What to do: Write out the listing below in full and exactly, leaving out every picture.

Data for processing:
────

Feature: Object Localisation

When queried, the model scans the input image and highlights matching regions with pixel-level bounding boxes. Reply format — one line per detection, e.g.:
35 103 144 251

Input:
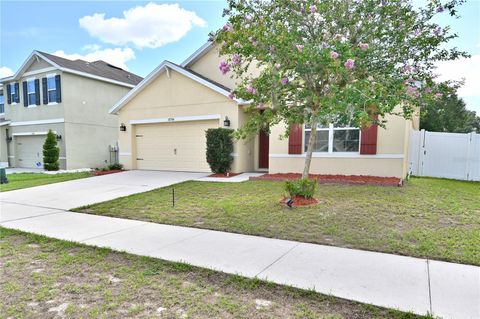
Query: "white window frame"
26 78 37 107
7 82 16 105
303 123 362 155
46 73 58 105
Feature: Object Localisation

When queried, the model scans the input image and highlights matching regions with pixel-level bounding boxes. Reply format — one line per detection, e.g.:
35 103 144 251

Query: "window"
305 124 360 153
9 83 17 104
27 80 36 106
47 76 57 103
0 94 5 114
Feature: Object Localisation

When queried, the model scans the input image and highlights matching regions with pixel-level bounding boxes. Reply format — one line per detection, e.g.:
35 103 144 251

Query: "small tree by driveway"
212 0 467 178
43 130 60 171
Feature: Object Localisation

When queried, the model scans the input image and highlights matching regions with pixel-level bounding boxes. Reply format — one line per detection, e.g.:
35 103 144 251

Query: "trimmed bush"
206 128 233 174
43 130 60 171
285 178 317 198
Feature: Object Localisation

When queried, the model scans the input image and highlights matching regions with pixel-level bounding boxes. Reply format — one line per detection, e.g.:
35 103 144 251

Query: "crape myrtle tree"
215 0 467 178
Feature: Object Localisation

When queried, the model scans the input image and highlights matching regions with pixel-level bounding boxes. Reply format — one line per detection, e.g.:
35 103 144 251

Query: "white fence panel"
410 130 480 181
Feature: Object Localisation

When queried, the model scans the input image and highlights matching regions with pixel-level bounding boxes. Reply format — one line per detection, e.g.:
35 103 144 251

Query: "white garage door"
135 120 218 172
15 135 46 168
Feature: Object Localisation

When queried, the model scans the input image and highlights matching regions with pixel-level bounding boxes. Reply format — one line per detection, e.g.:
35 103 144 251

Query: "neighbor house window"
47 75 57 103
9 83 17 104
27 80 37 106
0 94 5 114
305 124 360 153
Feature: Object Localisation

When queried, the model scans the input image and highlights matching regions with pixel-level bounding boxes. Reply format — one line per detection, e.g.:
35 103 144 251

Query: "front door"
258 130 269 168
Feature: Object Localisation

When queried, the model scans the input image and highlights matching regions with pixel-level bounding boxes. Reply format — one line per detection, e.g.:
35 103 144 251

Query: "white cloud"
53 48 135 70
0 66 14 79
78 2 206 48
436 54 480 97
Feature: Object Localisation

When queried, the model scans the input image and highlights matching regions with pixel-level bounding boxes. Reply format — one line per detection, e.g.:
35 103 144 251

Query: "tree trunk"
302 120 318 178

────

Result:
Feature: Object Localisation

When queried, the model scans the input image and highlights matching regions with pixel-level bounding boxes. Reply format — one line per detection, e.g.:
35 103 144 251

Input:
Query: "white window frame"
26 78 37 107
7 82 16 105
303 123 362 155
46 73 58 105
Feature: Object Localisation

When queried, the model scans the input image and highlights matching regions with pixel-level bounding boxes. Reply format — one line per detection, e.g.:
35 103 144 251

Query: "window"
305 124 360 153
9 83 17 104
27 80 36 106
47 76 57 103
0 94 5 114
Feature: Object Localisation

When queried, the model scans the input image and highlights matching regions with pixel-level bounding boxes. Reply format — one line per detection, e.g.:
35 103 144 251

Query: "small tree by driveway"
212 0 467 178
43 130 60 171
Feature: Object Localisation

When queried, the model scans the input image and highlights matching regions with pixel-level bounding boxes. Reply format — one line per detection, e.g.:
35 103 144 251

Query: "trimmed bush"
206 128 233 174
43 130 60 171
285 178 317 198
Feature: Object Localisation

When queried, the model scans the input image and highlights matching regions with pixel-level bounding boxes. Reply format — one line per detection, e.g.:
35 103 144 251

Query: "crape myrtle tree"
215 0 467 178
Feature: Object Localisation

When queried, the model scans the input image and highlights matching regions with pixel-level bounding boxes. Reply format — one line per detection, e.g.:
35 103 144 251

Query: "white fence panel"
410 130 480 181
Feature: Object Localisation

When queried, the model scans the input image and highlights matching regions with pixel-level bounding boxes. Reply format — one line per detection, e.g.:
35 103 144 251

Query: "white garage door"
135 120 218 172
15 135 46 168
Feature: Object Localisation

When queried, the model scans the input image and highlights matching regions with pixel-level bounding boxes. Reply format — one line per detection, e.g.:
35 103 144 251

Query: "neighbor house window"
47 75 57 103
9 83 17 104
27 80 37 106
0 94 5 114
305 124 360 153
Feature: Object Localisation

When queried, the model scans the input image and highlights matching regions with pixel-level bounding boxes. Reply format — one line per detection, e.g.:
35 103 144 251

Query: "front door"
258 130 269 168
Feature: Object Localisation

When queried, the model scans the input image and highlights matching regions with pixel-level bounding boxes. Reply format — one line per detection, e.g.:
35 103 144 251

Query: "white cloud"
53 48 135 70
0 66 14 79
78 2 206 48
436 54 480 97
Feature: Object Localisation

When queried, the model scans the input image and highlights matching regions with pixel-level bounding boxes. Reply format — one line per detection, e.g.:
35 103 144 251

Query: "tree trunk"
302 120 318 178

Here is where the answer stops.